---------- Records for this task

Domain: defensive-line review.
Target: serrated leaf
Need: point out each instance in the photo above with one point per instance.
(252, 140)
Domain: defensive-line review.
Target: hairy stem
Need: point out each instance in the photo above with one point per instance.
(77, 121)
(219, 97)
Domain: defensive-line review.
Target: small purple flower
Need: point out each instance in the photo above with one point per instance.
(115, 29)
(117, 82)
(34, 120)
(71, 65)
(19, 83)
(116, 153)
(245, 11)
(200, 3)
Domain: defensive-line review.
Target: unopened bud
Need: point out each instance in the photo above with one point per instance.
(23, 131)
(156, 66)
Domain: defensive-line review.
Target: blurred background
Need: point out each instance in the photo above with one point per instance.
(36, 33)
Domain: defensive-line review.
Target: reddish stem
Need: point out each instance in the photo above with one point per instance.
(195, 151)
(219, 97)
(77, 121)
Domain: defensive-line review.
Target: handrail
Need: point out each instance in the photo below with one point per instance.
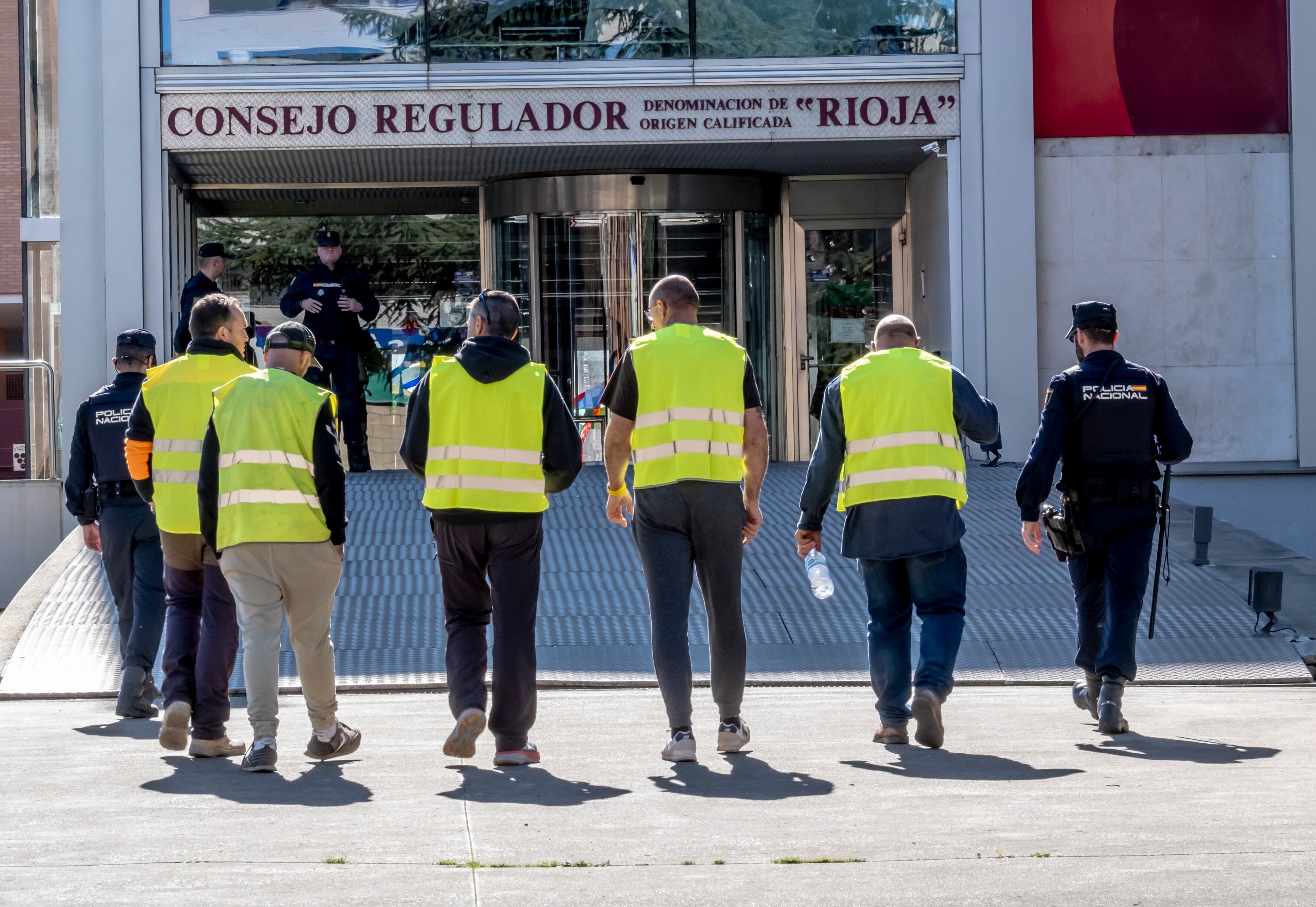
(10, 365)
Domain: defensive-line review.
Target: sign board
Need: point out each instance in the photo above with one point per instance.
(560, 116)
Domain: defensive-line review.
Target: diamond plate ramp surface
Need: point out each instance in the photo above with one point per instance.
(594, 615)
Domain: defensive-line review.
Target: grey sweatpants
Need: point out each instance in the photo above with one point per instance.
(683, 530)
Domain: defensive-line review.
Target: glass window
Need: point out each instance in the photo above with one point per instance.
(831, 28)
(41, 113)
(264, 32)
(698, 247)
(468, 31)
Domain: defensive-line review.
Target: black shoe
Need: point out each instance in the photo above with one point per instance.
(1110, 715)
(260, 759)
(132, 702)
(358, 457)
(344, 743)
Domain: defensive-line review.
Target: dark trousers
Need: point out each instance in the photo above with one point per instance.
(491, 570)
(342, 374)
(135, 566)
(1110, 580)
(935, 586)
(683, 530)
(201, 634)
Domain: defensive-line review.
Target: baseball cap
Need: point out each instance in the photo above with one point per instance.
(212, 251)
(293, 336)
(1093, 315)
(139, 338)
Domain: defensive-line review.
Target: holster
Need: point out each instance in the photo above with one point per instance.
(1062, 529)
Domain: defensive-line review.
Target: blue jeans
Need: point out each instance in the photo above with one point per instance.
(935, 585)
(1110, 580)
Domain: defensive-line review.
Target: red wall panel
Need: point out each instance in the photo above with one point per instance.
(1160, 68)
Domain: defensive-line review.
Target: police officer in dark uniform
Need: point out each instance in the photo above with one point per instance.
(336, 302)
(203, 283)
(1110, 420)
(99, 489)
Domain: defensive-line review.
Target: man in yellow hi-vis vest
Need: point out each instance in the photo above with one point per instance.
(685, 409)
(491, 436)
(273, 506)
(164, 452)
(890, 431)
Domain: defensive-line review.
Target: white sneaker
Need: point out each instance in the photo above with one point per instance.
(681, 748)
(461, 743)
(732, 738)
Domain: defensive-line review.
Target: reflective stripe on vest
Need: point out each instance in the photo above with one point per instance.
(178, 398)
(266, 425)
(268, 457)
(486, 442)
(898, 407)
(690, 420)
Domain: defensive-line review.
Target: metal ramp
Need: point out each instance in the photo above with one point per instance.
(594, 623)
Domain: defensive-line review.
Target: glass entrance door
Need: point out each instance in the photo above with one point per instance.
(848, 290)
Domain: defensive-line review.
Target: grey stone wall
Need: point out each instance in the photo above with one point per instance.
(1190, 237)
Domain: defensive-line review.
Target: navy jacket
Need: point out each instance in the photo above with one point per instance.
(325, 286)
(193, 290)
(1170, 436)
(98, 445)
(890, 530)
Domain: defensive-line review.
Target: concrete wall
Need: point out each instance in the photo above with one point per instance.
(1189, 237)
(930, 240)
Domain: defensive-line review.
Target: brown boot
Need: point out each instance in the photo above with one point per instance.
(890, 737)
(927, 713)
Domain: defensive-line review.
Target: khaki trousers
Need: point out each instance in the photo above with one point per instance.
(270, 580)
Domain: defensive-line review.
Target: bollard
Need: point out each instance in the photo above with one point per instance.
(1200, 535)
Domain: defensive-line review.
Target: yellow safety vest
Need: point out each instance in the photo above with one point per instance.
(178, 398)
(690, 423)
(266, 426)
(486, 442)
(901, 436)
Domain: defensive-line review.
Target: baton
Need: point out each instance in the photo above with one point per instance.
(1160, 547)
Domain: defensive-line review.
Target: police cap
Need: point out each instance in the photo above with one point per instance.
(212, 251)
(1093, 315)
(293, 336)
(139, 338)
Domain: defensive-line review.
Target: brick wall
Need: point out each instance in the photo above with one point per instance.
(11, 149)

--------------------
---------- Records for this task

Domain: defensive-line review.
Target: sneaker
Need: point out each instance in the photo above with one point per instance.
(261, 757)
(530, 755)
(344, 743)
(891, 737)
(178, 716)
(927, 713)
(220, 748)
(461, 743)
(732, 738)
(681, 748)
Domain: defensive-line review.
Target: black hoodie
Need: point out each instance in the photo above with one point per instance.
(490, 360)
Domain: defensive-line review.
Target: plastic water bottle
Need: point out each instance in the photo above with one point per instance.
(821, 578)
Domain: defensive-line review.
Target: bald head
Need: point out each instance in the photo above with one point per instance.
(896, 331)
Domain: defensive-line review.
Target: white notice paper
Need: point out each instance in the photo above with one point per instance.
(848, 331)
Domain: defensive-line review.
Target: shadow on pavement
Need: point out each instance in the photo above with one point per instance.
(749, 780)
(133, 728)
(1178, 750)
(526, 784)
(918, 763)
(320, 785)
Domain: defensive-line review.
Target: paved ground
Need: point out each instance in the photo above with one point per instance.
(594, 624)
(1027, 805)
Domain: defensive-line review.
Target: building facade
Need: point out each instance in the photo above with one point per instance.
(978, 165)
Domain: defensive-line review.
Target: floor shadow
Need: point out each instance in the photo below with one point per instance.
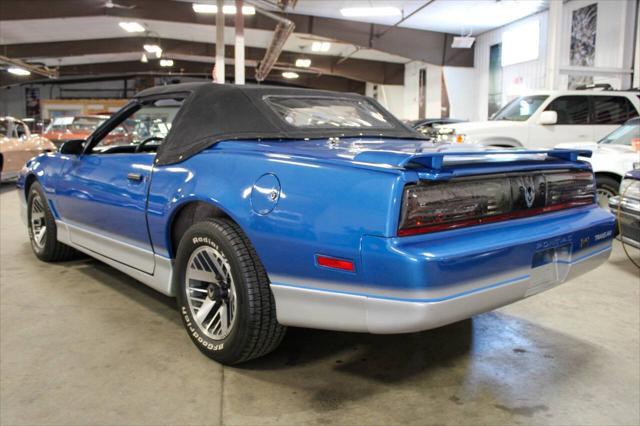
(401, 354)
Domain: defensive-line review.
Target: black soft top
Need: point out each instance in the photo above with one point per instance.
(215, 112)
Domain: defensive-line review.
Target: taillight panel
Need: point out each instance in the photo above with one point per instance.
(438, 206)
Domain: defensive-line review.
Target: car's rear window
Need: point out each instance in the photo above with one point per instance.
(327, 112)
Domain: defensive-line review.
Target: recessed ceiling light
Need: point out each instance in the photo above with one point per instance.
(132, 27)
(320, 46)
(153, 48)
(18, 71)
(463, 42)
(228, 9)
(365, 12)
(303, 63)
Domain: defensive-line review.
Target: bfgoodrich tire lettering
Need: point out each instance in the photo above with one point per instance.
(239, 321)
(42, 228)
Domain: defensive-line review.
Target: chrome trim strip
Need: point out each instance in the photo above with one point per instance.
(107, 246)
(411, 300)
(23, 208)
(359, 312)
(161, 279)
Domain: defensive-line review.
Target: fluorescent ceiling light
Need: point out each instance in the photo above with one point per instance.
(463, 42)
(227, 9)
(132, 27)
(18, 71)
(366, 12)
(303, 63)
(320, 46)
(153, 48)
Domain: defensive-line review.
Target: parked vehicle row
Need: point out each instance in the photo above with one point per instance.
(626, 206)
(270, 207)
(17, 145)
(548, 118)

--------------------

**Exercise instructions:** What you return must be the lines above that run from the line with "Target: man in yellow hi-vis vest" to the line with "Target: police cap", inclusive, each copied exactly.

**Solved problem:**
Target: man in yellow hi-vis vest
Need: point out each instance in the photo above with one point per instance.
(685, 409)
(491, 436)
(273, 506)
(164, 452)
(890, 431)
Domain: defensive-line review.
Target: white sneaker
Need: point out each instance in the photo above with one point per instance.
(681, 748)
(461, 743)
(732, 738)
Domain: defensive-line review.
Target: reflective stripe on vest
Need: point out each instance in the photo above with one point per instance.
(178, 398)
(266, 425)
(268, 457)
(486, 442)
(898, 407)
(690, 420)
Domain: defensive-line review.
Target: metal ramp
Need: point out each instance in the photo above with one point per instance.
(594, 623)
Domain: defensive-line review.
Target: glass entrance door
Need: point out each instance in the photo above with one point per instance.
(848, 290)
Domain: defensive-line review.
Target: grey stone wall
Need: point out each instance in the photo above with one point per instance.
(1190, 237)
Domain: defensive-line review.
Target: navy jacket
Need: point out each instance in the photo above with one point per instance.
(325, 286)
(193, 290)
(1170, 436)
(98, 445)
(890, 530)
Domain: defensive-line review.
Target: concrete wall
Need: point out each instance in the photo above with one point per instance.
(1189, 237)
(930, 240)
Domain: defensive-line review.
Target: brown boot
Need: point out each instance in the photo above with one point per instance.
(890, 737)
(927, 713)
Domain: defensive-line review.
Target: khaki trousers
Need: point out each instance in the photo above with one point per instance.
(270, 580)
Domain: defensive-line review.
Target: bollard
Need: point out each instance in the photo above with one point per instance.
(1200, 535)
Domain: defensive-line review.
Target: yellow safety vest
Need: point out each instance in the photo above with one point per instance.
(178, 398)
(690, 423)
(266, 426)
(486, 442)
(901, 436)
Domain: defensive-line review.
Target: baton
Need: point out each instance in the photo above with one point per instance.
(1160, 547)
Domain: defensive-line review.
Target: police cap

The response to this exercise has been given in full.